[Supplied text Boundary: Start]
When it comes to creating a successful partnership with a client’s in-house lawyers, there is more to it than simply “doing good work.” Lawyers at outside firms must be intentional about effective communication and, perhaps more importantly, about understanding their client’s businesses. The goals of this article are to take a closer look at these elements of the relationship between outside and in-house counsel and to highlight steps that outside counsel can take today to make in-house lawyers’ lives easier.
Communication is key in virtually every type of relationship, but particularly so in the relationship between outside counsel and their in-house partners. Effective communication reduces stress, eliminates surprises and ensures that everyone involved stays on the same page. However, there is more to effective communication than some may realize.
Setting expectations: Setting realistic expectations at the outset of a new matter is critical. In-house lawyers do not want an overly optimistic view of the case — they want the truth. If you tell your in-house partner that a case can likely be dismissed or settled for a modest amount, understand that they will be relying on your prognostication to manage expectations within their company. If the outcome of the case ends up worse than you originally predicted, it doesn’t just make you look bad — it makes your in-house partner look bad, too. Set cautious but realistic expectations, then deliver results that meet or exceed those expectations.
Avoiding surprises: Relatedly, corporate clients value certainty and predictability, and they do not like surprises. Accordingly, outside lawyers should seek to avoid springing surprises on their in-house partners. In-house counsel are often dealing with complex corporate organizations with multiple stakeholders, so responding to last-minute surprises can be complicated and time-consuming. This means setting realistic expectations, sharing pertinent developments and making sure in-house lawyers are aware of the wide array of issues that could potentially arise during a given matter. For example, if you anticipate that your client will need to retain multiple expensive expert witnesses to effectively defend a case, you should communicate that fact to your in-house partner at the outset of the engagement rather than springing it on them later in the case. In the legal world, most surprises are bad surprises, so it is critical for outside counsel to communicate early and often with their in-house partners in order to avoid them.
Responsiveness: The importance of responsiveness in communications with in-house partners cannot be overstated. While many lawyers believe in the “24-hour rule,” a quicker response is advisable when your in-house partner reaches out with a question or concern. While it is not always possible to provide an immediate answer or solution, it is always possible to acknowledge the request and establish a time frame within which you will provide a substantive response. This simple step will provide your in-house partner with certainty and peace of mind, knowing that their request was received and is being handled.
[Supplied text Boundary: End]
[Dataset entries Boundary: Start]
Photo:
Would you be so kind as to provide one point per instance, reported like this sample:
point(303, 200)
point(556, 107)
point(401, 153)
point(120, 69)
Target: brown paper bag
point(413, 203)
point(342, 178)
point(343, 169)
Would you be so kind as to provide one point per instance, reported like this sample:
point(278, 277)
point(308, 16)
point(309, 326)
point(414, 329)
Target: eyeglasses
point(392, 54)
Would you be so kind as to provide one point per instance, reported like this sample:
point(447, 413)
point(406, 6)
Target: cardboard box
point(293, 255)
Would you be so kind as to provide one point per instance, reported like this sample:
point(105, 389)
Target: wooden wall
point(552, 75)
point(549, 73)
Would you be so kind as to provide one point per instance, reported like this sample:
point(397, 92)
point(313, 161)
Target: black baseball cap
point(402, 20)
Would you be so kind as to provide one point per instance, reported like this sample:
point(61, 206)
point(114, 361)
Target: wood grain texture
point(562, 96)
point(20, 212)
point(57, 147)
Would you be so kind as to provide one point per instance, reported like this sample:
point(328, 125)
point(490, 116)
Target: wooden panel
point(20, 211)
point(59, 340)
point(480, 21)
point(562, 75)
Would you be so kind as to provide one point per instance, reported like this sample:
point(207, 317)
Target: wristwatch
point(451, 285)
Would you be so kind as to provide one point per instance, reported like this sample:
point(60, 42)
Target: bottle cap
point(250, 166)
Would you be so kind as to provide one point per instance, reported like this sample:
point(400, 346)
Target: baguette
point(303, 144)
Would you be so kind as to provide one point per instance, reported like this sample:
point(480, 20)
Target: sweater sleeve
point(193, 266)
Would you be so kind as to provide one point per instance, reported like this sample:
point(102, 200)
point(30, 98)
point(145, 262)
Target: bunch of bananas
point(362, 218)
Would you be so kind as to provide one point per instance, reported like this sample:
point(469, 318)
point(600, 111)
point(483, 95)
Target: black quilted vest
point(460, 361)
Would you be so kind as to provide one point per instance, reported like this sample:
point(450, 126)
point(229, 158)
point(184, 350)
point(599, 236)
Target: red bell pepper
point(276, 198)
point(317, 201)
[Dataset entries Boundary: End]
Required work:
Please answer these questions from the article on working with in-house counsel:
1. What three things does effective communication do?
2. What need should outside counsel raise at the outset of the engagement in the example on avoiding surprises?
3. What rule do many lawyers believe in for responding?

The completed task:
1. It reduces stress, eliminates surprises and ensures that everyone involved stays on the same page.
2. The need to retain multiple expensive expert witnesses to effectively defend a case.
3. The "24-hour rule."